**Written instruction**
Output the lines of the records below as a numbered list, starting with the line that contains "windshield wiper, including" and ending with the line that contains "[117,189,171,200]", both included. Leave out any blank lines.

Source data
····················

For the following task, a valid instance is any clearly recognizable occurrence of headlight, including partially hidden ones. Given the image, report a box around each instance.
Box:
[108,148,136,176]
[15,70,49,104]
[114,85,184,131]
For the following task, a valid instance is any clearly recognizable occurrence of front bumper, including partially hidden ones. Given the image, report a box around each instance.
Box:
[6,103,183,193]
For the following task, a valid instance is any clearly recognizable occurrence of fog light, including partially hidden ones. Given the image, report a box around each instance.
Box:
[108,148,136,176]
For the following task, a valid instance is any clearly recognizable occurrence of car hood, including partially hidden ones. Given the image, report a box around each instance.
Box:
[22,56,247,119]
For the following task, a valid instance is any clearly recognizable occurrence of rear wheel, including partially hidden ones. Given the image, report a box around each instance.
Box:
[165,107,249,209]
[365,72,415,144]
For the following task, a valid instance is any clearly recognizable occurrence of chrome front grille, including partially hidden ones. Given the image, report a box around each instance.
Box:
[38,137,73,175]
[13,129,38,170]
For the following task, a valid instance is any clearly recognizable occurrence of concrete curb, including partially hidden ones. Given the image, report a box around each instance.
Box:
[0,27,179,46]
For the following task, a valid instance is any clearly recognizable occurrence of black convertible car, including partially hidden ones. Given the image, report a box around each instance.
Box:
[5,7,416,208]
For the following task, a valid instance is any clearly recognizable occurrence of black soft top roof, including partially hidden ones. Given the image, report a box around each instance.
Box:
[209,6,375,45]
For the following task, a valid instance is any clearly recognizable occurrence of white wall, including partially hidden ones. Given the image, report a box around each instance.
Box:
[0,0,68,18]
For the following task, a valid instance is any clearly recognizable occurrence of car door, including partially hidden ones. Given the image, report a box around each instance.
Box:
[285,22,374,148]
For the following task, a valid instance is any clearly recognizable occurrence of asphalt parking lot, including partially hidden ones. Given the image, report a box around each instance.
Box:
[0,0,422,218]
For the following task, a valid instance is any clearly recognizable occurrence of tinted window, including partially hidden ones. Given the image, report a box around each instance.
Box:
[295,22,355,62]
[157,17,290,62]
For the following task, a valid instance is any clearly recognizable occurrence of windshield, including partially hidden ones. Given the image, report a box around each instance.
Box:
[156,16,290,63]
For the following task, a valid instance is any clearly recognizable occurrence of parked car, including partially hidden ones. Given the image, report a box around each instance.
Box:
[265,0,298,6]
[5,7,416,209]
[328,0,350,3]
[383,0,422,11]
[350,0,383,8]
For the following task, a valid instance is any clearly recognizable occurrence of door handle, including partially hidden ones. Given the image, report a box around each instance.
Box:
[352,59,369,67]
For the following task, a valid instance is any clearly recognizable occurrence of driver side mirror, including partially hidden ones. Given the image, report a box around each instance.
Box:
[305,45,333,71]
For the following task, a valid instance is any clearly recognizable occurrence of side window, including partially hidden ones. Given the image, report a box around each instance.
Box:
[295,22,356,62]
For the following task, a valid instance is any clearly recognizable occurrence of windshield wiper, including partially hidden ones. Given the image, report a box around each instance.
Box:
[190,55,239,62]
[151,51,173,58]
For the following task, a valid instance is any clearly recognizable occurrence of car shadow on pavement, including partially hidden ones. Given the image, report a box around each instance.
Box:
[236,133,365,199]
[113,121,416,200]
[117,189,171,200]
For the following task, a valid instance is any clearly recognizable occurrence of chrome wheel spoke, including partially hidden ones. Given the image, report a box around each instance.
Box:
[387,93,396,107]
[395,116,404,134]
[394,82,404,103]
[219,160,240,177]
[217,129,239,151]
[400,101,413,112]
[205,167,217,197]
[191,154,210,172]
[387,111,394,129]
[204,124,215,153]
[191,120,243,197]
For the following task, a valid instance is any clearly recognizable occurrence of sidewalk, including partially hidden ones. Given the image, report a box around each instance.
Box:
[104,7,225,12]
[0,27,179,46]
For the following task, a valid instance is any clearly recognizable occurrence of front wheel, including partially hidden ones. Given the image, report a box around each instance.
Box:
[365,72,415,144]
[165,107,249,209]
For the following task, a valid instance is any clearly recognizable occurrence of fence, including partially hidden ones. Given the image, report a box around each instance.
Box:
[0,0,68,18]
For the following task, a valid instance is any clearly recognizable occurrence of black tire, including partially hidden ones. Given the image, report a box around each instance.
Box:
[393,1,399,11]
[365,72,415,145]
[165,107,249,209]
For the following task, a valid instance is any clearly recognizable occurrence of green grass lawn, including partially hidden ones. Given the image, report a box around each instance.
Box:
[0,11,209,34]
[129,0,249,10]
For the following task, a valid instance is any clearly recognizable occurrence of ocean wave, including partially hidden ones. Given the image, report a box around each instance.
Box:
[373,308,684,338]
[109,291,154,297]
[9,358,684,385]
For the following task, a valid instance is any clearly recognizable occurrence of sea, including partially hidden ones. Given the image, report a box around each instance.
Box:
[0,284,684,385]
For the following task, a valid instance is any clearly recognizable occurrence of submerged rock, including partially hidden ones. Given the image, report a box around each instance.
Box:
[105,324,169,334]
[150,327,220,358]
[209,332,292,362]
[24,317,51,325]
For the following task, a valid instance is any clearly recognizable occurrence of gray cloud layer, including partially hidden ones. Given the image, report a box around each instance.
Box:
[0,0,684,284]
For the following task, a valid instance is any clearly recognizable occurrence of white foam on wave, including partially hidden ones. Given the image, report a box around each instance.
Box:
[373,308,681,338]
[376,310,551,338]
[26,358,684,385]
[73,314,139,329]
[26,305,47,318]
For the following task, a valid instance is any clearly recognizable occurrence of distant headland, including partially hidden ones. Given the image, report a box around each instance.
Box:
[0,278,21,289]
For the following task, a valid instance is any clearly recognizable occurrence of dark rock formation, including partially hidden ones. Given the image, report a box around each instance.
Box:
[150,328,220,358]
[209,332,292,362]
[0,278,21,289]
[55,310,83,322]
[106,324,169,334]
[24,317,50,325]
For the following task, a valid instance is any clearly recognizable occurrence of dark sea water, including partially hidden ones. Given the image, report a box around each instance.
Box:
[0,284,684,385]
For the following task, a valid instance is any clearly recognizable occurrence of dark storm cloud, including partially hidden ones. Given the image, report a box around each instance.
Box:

····················

**Expected output**
1. For the following task, a valid instance is any clearly recognizable occurrence of windshield wiper, including partially hidden ones. Given the image, report a box around each instance.
2. Box:
3. [190,55,239,62]
4. [151,51,173,58]
5. For the following task, a valid instance is any clearly recognizable occurrence of car shadow on pavement, including partially hidden ones. Given the image, report a box around each instance.
6. Box:
7. [236,133,365,199]
8. [113,121,416,200]
9. [117,189,171,200]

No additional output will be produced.